* **Task**:
Can you output the rows below as a Markdown table with two columns, No. and Line, giving each row its number and its full text and skipping blank lines?

— BEGIN Given data —

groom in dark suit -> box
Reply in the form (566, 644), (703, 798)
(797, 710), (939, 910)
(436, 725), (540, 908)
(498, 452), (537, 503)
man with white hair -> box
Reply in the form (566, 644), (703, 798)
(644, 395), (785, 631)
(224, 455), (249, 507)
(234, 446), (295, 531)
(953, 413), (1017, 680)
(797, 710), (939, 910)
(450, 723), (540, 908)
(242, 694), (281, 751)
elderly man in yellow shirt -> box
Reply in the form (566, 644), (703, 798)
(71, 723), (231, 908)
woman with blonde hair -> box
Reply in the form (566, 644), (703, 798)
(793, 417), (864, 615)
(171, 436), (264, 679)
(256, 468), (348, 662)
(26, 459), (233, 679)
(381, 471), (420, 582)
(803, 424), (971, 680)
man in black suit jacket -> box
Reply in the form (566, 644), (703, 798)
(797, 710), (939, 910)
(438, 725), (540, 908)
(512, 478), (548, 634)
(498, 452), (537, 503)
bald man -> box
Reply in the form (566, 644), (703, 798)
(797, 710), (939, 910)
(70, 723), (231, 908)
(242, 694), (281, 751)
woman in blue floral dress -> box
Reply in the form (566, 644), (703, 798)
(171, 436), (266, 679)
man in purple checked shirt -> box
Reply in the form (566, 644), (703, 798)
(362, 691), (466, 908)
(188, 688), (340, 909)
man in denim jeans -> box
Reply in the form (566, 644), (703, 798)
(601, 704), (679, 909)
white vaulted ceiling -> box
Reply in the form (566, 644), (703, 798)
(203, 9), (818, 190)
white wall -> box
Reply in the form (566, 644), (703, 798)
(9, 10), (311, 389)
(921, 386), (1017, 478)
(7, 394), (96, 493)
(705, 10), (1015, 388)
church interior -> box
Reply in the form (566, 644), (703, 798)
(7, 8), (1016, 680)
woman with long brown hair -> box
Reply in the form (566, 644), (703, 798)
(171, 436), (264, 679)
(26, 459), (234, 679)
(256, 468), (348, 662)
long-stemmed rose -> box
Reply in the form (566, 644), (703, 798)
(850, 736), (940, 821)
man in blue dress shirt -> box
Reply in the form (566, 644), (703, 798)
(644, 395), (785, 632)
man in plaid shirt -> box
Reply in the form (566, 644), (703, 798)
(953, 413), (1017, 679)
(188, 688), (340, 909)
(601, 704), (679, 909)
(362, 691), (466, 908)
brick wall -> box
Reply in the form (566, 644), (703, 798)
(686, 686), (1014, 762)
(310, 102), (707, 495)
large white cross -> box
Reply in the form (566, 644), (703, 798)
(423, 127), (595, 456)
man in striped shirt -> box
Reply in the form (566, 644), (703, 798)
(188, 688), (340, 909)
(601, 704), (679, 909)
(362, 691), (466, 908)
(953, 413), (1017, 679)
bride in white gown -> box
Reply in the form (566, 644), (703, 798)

— END Given data —

* **Answer to this exercise**:
| No. | Line |
|---|---|
| 1 | groom in dark suit -> box |
| 2 | Reply in the form (566, 644), (703, 798) |
| 3 | (797, 710), (939, 910) |
| 4 | (436, 725), (540, 908) |
| 5 | (498, 452), (537, 503) |
| 6 | man with white hair -> box |
| 7 | Reply in the form (566, 644), (703, 798) |
| 8 | (644, 395), (785, 631) |
| 9 | (224, 455), (249, 507) |
| 10 | (234, 446), (295, 531) |
| 11 | (953, 413), (1017, 680) |
| 12 | (797, 710), (939, 910) |
| 13 | (450, 723), (540, 908) |
| 14 | (242, 694), (281, 751) |
| 15 | elderly man in yellow shirt -> box |
| 16 | Reply in the form (566, 644), (703, 798) |
| 17 | (71, 723), (231, 908) |
| 18 | woman with blonde hair -> box |
| 19 | Reply in the form (566, 644), (703, 798) |
| 20 | (793, 417), (864, 615) |
| 21 | (171, 436), (264, 679) |
| 22 | (256, 468), (348, 662) |
| 23 | (26, 459), (233, 679) |
| 24 | (381, 471), (420, 582) |
| 25 | (803, 424), (971, 680) |
| 26 | man in black suit jacket -> box |
| 27 | Reply in the form (566, 644), (703, 798) |
| 28 | (797, 710), (939, 910) |
| 29 | (438, 725), (540, 908) |
| 30 | (512, 478), (548, 634) |
| 31 | (498, 452), (537, 503) |
| 32 | bald man -> box |
| 33 | Reply in the form (566, 644), (703, 798) |
| 34 | (797, 710), (939, 910) |
| 35 | (70, 723), (231, 908) |
| 36 | (242, 694), (281, 751) |
| 37 | woman in blue floral dress -> box |
| 38 | Reply in the form (566, 644), (703, 798) |
| 39 | (171, 436), (266, 679) |
| 40 | man in purple checked shirt -> box |
| 41 | Reply in the form (566, 644), (703, 798) |
| 42 | (362, 691), (466, 908) |
| 43 | (188, 688), (340, 909) |
| 44 | man in denim jeans -> box |
| 45 | Reply in the form (566, 644), (703, 798) |
| 46 | (601, 704), (679, 909) |
| 47 | white vaulted ceiling -> box |
| 48 | Reply in the form (566, 644), (703, 798) |
| 49 | (203, 9), (818, 190) |
| 50 | white wall -> box |
| 51 | Reply in the form (566, 644), (703, 798) |
| 52 | (9, 10), (311, 389) |
| 53 | (921, 386), (1017, 478) |
| 54 | (7, 394), (96, 493) |
| 55 | (705, 10), (1015, 388) |
| 56 | church interior -> box |
| 57 | Reply in the form (566, 644), (703, 798) |
| 58 | (7, 8), (1016, 680) |
| 59 | woman with long brown hair -> box |
| 60 | Reply in the form (566, 644), (703, 798) |
| 61 | (171, 436), (264, 679) |
| 62 | (26, 459), (234, 679) |
| 63 | (256, 468), (348, 662) |
| 64 | long-stemmed rose -> box |
| 65 | Reply in the form (566, 644), (703, 798) |
| 66 | (850, 736), (940, 821) |
| 67 | man in blue dress shirt -> box |
| 68 | Reply in the form (566, 644), (703, 798) |
| 69 | (644, 395), (785, 632) |
| 70 | man in plaid shirt -> box |
| 71 | Reply in the form (566, 644), (703, 798) |
| 72 | (953, 413), (1017, 679) |
| 73 | (188, 688), (340, 909) |
| 74 | (601, 704), (679, 909) |
| 75 | (362, 691), (466, 908) |
| 76 | brick wall -> box |
| 77 | Reply in the form (566, 644), (703, 798) |
| 78 | (686, 686), (1014, 762) |
| 79 | (310, 102), (707, 495) |
| 80 | large white cross -> box |
| 81 | Reply in the form (566, 644), (703, 798) |
| 82 | (423, 127), (595, 456) |
| 83 | man in striped shirt -> box |
| 84 | Reply in the form (566, 644), (703, 798) |
| 85 | (188, 688), (340, 909) |
| 86 | (601, 704), (679, 909) |
| 87 | (362, 691), (466, 908) |
| 88 | (953, 413), (1017, 679) |
| 89 | bride in white gown -> box |
| 90 | Reply in the form (566, 644), (703, 798) |